[Written request]
Copy the records below from the line containing "the green meadow" through the end of the records, both ends included and requests too, shifting each coordinate in the answers up by 9. Leave the pictures out of your answer.

-*-*-

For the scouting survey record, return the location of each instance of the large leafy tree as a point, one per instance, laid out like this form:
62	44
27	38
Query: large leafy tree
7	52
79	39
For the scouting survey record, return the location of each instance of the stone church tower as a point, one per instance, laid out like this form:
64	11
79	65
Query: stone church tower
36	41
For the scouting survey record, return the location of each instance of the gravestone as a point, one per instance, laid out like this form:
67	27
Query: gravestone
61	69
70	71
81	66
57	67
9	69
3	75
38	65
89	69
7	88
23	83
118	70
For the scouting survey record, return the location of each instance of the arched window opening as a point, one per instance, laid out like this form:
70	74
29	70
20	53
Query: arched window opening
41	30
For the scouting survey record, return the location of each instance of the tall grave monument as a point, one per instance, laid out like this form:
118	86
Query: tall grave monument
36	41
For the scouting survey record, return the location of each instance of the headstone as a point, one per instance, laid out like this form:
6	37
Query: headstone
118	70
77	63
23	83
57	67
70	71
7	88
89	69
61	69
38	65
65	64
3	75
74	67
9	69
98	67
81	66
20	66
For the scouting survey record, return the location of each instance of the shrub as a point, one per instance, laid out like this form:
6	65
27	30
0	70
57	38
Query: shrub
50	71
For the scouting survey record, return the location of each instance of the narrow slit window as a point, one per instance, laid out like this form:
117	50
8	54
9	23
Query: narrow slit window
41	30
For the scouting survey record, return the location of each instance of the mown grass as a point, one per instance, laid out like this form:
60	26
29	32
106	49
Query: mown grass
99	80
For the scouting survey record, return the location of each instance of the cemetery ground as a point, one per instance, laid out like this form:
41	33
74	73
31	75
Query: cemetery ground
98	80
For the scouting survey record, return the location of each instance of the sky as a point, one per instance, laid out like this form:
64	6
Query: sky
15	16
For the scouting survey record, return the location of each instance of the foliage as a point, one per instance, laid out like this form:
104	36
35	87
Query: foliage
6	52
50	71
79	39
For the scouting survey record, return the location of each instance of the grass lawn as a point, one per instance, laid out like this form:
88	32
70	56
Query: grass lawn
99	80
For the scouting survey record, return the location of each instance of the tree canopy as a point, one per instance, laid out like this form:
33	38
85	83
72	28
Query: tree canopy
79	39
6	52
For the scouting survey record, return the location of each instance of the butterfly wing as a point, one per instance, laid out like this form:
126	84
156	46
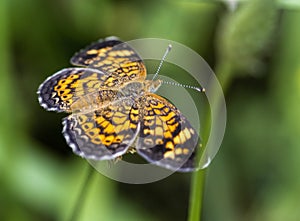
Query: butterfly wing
113	57
108	64
102	134
63	89
166	137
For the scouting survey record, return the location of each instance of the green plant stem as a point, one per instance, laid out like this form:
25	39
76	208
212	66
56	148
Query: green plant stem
224	73
83	192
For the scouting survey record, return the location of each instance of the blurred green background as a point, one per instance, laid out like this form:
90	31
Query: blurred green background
255	52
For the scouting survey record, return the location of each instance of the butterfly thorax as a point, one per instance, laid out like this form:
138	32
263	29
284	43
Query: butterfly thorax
139	88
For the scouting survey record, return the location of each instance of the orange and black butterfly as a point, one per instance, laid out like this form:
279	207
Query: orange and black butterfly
113	107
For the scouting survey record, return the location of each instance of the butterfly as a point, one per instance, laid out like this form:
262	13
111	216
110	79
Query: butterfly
113	107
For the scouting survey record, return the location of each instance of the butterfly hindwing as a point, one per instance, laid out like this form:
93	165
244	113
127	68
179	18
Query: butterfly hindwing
166	137
101	134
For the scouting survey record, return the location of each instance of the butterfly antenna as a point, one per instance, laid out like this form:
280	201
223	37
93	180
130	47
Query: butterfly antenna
162	60
200	89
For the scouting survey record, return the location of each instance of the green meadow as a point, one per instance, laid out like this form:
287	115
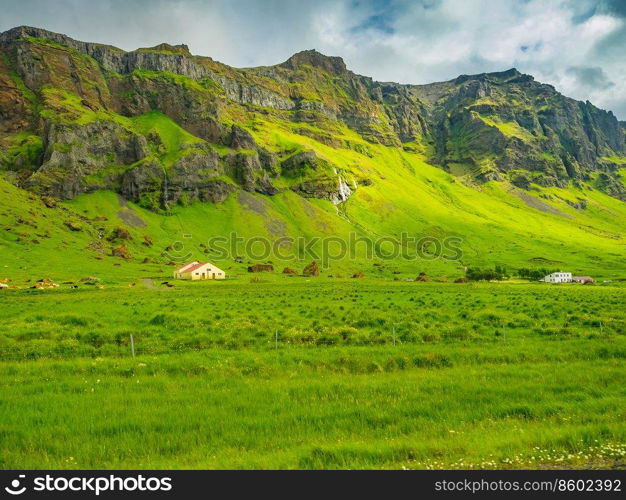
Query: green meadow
294	372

-*-*-

[Output below]
For the scouting survey record, return the location of each instance of the green meadow as a point, one per instance, laid out like this form:
287	115
Query: green meadow
303	381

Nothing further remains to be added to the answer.